WHAT YOU WILL DO >>
Print all of the data exactly as written.

Records from a collection
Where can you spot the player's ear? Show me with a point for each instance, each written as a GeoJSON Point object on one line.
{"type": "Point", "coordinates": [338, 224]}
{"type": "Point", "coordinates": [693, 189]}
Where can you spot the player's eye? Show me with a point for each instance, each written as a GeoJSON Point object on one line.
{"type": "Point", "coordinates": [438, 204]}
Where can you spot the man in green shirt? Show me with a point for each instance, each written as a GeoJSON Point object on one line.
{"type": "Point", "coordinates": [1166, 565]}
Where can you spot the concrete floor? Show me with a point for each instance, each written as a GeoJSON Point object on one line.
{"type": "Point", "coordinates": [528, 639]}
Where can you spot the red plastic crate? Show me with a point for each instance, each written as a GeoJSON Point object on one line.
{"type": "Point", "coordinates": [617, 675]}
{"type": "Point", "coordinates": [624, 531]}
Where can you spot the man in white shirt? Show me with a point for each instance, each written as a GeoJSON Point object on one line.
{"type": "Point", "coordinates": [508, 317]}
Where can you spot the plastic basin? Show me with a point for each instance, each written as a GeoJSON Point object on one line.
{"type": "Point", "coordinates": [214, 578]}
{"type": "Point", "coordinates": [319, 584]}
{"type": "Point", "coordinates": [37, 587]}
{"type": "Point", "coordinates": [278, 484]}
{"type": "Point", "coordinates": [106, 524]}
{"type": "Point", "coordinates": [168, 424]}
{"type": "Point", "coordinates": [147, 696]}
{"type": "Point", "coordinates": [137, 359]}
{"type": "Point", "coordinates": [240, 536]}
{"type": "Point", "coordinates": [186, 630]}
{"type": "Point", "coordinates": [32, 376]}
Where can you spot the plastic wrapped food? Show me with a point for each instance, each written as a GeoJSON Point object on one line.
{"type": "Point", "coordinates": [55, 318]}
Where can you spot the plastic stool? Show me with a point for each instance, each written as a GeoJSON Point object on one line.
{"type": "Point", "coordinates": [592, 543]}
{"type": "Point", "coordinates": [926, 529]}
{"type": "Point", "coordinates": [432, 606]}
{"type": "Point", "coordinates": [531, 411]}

COMPLETED TASK >>
Where can you spot the player's ear? Show me with a point for each instance, each written as a GeoJSON Point object on one line.
{"type": "Point", "coordinates": [338, 224]}
{"type": "Point", "coordinates": [693, 189]}
Where can you spot the player's eye? Show me with a point for each instance, each written as a GeoJSON Point object on one line.
{"type": "Point", "coordinates": [438, 204]}
Where can you spot the man in green shirt? Show me with a point for each instance, each written as a GeoJSON Point object on one line.
{"type": "Point", "coordinates": [1166, 565]}
Where can you spot the concrete floor? Show me with a point for each instance, each written as a GeoJSON Point object on one line.
{"type": "Point", "coordinates": [528, 639]}
Where can you spot the red plastic crate? Show me with a point for each instance, each written as a GeoJSON Point object on one line.
{"type": "Point", "coordinates": [617, 675]}
{"type": "Point", "coordinates": [624, 531]}
Where can you spot the man in white shirt? Show me with a point for each instance, each written as a GeoJSON Point object on one line.
{"type": "Point", "coordinates": [508, 317]}
Where can you spot the plastic basin? Show me with a point for each instance, each written as a GeoJSON Point object on one line.
{"type": "Point", "coordinates": [214, 578]}
{"type": "Point", "coordinates": [319, 584]}
{"type": "Point", "coordinates": [37, 587]}
{"type": "Point", "coordinates": [278, 484]}
{"type": "Point", "coordinates": [106, 524]}
{"type": "Point", "coordinates": [168, 424]}
{"type": "Point", "coordinates": [147, 696]}
{"type": "Point", "coordinates": [137, 359]}
{"type": "Point", "coordinates": [240, 536]}
{"type": "Point", "coordinates": [186, 630]}
{"type": "Point", "coordinates": [32, 376]}
Where can you spot the plastic wrapped food? Show me with a point for each instance, each written as a GeoJSON Point object on one line.
{"type": "Point", "coordinates": [55, 318]}
Where can you spot the plastic stool? Show me with a point for each instance, each written as a GeoJSON Point object on one line.
{"type": "Point", "coordinates": [592, 543]}
{"type": "Point", "coordinates": [926, 529]}
{"type": "Point", "coordinates": [432, 606]}
{"type": "Point", "coordinates": [531, 411]}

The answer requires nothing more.